Exercise ▸
Copy every record exactly, with nothing left out.

Source data ▸
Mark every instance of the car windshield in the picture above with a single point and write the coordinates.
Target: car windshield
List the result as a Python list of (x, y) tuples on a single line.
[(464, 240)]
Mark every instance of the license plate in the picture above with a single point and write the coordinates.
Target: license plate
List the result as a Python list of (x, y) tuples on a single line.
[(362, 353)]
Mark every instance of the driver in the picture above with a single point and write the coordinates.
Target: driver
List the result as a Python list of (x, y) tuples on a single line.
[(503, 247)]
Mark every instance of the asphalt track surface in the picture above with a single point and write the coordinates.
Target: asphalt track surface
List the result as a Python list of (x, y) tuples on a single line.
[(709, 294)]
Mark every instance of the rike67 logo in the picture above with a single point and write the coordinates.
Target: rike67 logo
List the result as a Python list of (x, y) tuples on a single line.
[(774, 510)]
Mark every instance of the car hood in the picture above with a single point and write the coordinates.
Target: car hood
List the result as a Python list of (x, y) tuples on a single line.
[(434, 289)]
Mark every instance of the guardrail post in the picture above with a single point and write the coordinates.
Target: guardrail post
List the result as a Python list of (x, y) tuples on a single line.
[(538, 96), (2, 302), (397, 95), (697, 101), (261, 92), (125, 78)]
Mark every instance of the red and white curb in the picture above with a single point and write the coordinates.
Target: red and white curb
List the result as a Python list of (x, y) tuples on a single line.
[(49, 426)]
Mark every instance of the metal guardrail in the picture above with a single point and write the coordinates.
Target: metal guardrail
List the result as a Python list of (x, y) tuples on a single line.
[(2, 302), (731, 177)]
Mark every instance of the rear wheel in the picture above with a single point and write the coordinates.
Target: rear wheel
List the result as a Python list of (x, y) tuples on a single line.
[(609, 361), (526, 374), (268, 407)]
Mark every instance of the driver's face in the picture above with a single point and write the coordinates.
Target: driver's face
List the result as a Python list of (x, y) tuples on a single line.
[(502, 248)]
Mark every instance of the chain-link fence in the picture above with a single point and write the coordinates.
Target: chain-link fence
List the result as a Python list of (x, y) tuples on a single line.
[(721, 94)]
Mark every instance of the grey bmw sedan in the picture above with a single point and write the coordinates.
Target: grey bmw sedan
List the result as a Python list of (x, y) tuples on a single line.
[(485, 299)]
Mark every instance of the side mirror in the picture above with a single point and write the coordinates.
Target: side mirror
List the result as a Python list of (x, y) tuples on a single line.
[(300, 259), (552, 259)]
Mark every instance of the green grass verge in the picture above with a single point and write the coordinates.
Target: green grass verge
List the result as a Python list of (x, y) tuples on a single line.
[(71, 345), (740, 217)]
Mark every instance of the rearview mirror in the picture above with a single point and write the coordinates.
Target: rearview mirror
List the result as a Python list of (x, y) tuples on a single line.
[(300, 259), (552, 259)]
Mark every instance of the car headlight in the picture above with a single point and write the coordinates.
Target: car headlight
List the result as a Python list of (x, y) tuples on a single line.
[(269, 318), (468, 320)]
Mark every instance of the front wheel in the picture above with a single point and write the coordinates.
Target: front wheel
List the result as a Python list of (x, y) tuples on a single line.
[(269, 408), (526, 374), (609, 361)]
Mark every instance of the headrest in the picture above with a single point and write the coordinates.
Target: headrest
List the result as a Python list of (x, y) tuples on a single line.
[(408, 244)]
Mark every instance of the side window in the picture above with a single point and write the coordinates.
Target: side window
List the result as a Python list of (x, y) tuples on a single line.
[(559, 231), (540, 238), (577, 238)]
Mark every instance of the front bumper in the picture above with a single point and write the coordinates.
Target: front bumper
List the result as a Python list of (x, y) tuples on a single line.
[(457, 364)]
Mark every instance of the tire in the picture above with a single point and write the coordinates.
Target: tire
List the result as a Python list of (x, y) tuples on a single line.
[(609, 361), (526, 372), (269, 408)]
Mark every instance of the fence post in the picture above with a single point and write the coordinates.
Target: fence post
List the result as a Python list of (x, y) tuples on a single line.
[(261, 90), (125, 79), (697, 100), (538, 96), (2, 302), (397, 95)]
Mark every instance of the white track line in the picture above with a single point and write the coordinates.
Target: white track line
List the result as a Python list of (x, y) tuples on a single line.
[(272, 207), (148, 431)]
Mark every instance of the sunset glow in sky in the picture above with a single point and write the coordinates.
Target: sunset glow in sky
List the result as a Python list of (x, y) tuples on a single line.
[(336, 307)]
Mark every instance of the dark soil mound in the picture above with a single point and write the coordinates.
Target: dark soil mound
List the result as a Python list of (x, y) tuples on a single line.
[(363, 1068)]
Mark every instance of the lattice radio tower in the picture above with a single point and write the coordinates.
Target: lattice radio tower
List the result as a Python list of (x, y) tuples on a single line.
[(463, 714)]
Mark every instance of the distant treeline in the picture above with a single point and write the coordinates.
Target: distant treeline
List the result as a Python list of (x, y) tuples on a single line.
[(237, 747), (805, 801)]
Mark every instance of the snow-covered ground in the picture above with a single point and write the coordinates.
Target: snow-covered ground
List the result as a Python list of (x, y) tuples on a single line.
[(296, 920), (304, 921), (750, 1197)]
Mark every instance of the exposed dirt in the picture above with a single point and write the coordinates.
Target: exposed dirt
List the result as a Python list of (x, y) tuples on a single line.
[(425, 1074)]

Solution for this task ▸
Mark every instance of the car windshield in the picture above with a single point and write the coordinates.
Target: car windshield
List the result as a Python list of (x, y) tuples on a single line.
[(464, 240)]
Mark every instance of the license plate in the picture above with a single point and write the coordinates.
Target: license plate
List the result as a Python list of (x, y) tuples on a single line.
[(362, 353)]
Mark every instance of the driver in the picture above with a single point and write the coordinates.
Target: driver
List the result as a Python list of (x, y) tuples on a single line.
[(503, 247)]
Mark every instance of the asphalt track surface in the picture above with a single point and write the coordinates.
Target: asphalt track surface
List the result as a Python list of (x, y) tuples on a single line.
[(709, 294)]
Mark every instance of the rike67 logo in the picture above with a single point and write the coordinates.
Target: rike67 logo
List the result as a Python list of (x, y) tuples on a single line.
[(774, 510)]
Mark every instance of the car hood in the picture above with a single point and write the coordinates.
Target: car hood
List the result as a Python list of (x, y) tuples on a single line.
[(434, 289)]
Mark every instance of the guardrail post in the picture above with a single point and write the coordinates.
Target: guardrail post
List the result as a Python list of (x, y) tuples on a single line.
[(538, 96), (2, 302), (397, 95), (697, 101), (261, 92), (125, 78)]
Mark every instance of the red and white curb in the picture above with a single point and write the coordinates.
Target: red and white curb
List the result as a Python list of (x, y) tuples on a single line.
[(49, 426)]
Mark every instance of the metal guardrail in the picture above with a single point and write the coordinates.
Target: metal guardrail
List the result as a Python list of (x, y) tuples on a single line.
[(2, 302), (731, 177)]
Mark every instance of the rear wheel in the picture above with a single point and write the coordinates.
Target: rear wheel
List the result as a Python list of (x, y) tuples on a single line.
[(609, 361), (526, 374), (268, 407)]
Mark every instance of the driver's face in the picture above with a single point and write the coordinates.
Target: driver's face
List the result as a Python list of (x, y) tuples on a single line.
[(502, 248)]
Mark every instance of the chain-link fence in the picture above with a single point and write the coordinates.
Target: chain-link fence
List the result as a Python list of (x, y) tuples on a single line.
[(721, 94)]
Mark every instance of the grey bmw sedan in the picture above with a single point and write the coordinates.
Target: grey bmw sedan
List the result as a Python list of (x, y) tuples on a single line.
[(485, 299)]
Mark every instance of the side mirror in the picture above with a single point and write the coordinates.
Target: side mirror
List the result as a Python list of (x, y) tuples on a single line.
[(300, 259), (552, 259)]
Mark every instance of the green grass verge in the picture above with a single point and write the coordinates.
Target: green grass verge
List the result as a Python list of (x, y) tuples on a single line.
[(71, 345), (740, 217)]
Mark every instance of the rearview mirror in the picture above with a single point and write the coordinates.
Target: rearview mirror
List the result as a Python list of (x, y) tuples on a single line.
[(300, 259), (552, 259)]
Mark every instance of the car headlight in the picture above with a single point and write the coordinates.
Target: car headlight
List the result as a Python list of (x, y) tuples on a single line.
[(269, 318), (468, 320)]
Mark every instance of the front wheel in the picture above with a single point and write the coordinates.
Target: front wheel
List the result as a Python list of (x, y) tuples on a single line.
[(269, 408), (526, 374), (609, 361)]
Mark every instance of the headrest in the picture above with a single point and write the coordinates.
Target: headrest
List the result as a Python list of (x, y) tuples on a single line.
[(408, 244)]
Mark every instance of the side window in the picture above with a single point and write the coordinates.
Target: side window
List the result as a Python list of (x, y) tuples on a single line.
[(559, 231), (540, 238), (577, 238)]
Mark every instance of the front bumper in the picture above with a single point and write the coordinates.
Target: front bumper
List the result as a Python list of (x, y) tuples on a single line.
[(457, 364)]
Mark every instance of the tire in the picture above with a single point and write the coordinates.
Target: tire
List the result as a Python list of (x, y) tuples on a single line.
[(609, 361), (526, 372), (269, 408)]
Mark every instance of the fence post in the picture above with a single point and write the coordinates.
Target: fence post
List the result as a Python list of (x, y) tuples on a single line.
[(261, 90), (125, 79), (697, 100), (538, 96), (2, 302), (397, 95)]
Mark every instance of the white track line in the picture above with a single point and write the coordinates.
Target: white track line
List the result as a Python list of (x, y) tuples on a single line.
[(272, 207), (148, 431)]
Mark every instance of the sunset glow in sky in the picture above with a single point and write the coordinates.
Target: sunset glow in sky
List the result as a Python list of (x, y) tuples on a single line.
[(336, 307)]
Mark every instance of the dark soil mound in the picture above with a single point and write the coordinates.
Target: dark soil mound
List the result as a Python list of (x, y) tuples on a single line.
[(363, 1068)]
Mark every instance of the lattice radio tower in the picture above with a single point and write the coordinates.
Target: lattice radio tower
List the result as a Python list of (x, y) tuples on a single line.
[(463, 714)]
Mark every instance of the distant treeline in the picture above with a single point and write the coordinates.
Target: distant treeline
List the result as a Python list of (x, y) tuples on a single line.
[(237, 747), (805, 801)]
Mark every instance of the snow-covered ground in the picture above with a single point and write the coordinates.
Target: snow-covered ground
List the result as a Python list of (x, y) tuples on a single line.
[(296, 920), (304, 921), (750, 1197)]
Mark every instance of the exposed dirt in the picture above with a single point and write the coordinates.
Target: exposed dirt
List the result as a Python list of (x, y) tuples on a single line.
[(425, 1074)]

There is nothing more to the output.